--- Start of Source text ---

# On human motion prediction using recurrent neural networks

**Authors:** Julieta Martinez, Michael J. Black, Javier Romero

arXiv: 1705.02445 · 2017-05-09

## TL;DR

This paper critically examines the use of recurrent neural networks for human motion prediction, revealing that simple baselines can outperform complex models, and proposes improved RNN architectures for better performance.

## Contribution

The paper analyzes current RNN methods for human motion prediction and introduces three modifications that lead to a simple, scalable, and state-of-the-art RNN model.

## Key findings

- Simple baselines can outperform complex RNN models.
- Proposed modifications improve RNN performance.
- New architecture achieves state-of-the-art results.

## Abstract

Human motion modelling is a classical problem at the intersection of graphics and computer vision, with applications spanning human-computer interaction, motion synthesis, and motion prediction for virtual and augmented reality. Following the success of deep learning methods in several computer vision tasks, recent work has focused on using deep recurrent neural networks (RNNs) to model human motion, with the goal of learning time-dependent representations that perform tasks such as short-term motion prediction and long-term human motion synthesis. We examine recent work, with a focus on the evaluation methodologies commonly used in the literature, and show that, surprisingly, state-of-the-art performance can be achieved by a simple baseline that does not attempt to model motion at all. We investigate this result, and analyze recent RNN methods by looking at the architectures, loss functions, and training procedures used in state-of-the-art approaches. We propose three changes to the standard RNN models typically used for human motion, which result in a simple and scalable RNN architecture that obtains state-of-the-art performance on human motion prediction.

--- End of Source text ---
--- Start of Data listing ---

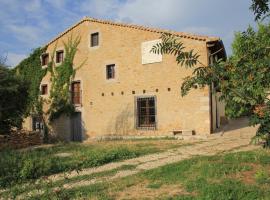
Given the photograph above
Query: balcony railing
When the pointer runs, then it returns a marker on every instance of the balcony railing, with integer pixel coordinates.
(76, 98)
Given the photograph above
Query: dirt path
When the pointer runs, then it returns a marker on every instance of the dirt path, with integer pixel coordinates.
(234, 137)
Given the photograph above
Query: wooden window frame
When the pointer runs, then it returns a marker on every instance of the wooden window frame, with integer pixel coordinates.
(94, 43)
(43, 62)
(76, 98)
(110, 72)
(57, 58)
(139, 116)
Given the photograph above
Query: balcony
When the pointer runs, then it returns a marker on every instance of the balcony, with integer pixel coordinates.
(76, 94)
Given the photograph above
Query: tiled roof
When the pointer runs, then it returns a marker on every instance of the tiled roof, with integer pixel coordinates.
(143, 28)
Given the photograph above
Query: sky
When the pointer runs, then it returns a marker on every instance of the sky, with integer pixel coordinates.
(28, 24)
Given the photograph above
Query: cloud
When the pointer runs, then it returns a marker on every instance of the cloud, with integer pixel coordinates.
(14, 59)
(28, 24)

--- End of Data listing ---
--- Start of Data listing ---

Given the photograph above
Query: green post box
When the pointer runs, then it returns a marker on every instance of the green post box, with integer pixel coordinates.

--- End of Data listing ---

Problems and tasks
1. Summarize the source text in two sentences.
2. From the source text, extract word for word the part that opens with the words containing "This paper critically" and closes with "improve RNN performance.".

Solved tasks
1. Recent work has used deep recurrent neural networks to model human motion, yet under common evaluation methods a simple baseline that does not model motion at all reaches state-of-the-art performance. After analyzing the architectures, loss functions, and training procedures of recent RNN methods, the authors propose three changes that yield a simple, scalable RNN architecture with state-of-the-art results on human motion prediction.

2.
This paper critically examines the use of recurrent neural networks for human motion prediction, revealing that simple baselines can outperform complex models, and proposes improved RNN architectures for better performance.

## Contribution

The paper analyzes current RNN methods for human motion prediction and introduces three modifications that lead to a simple, scalable, and state-of-the-art RNN model.

## Key findings

- Simple baselines can outperform complex RNN models.
- Proposed modifications improve RNN performance.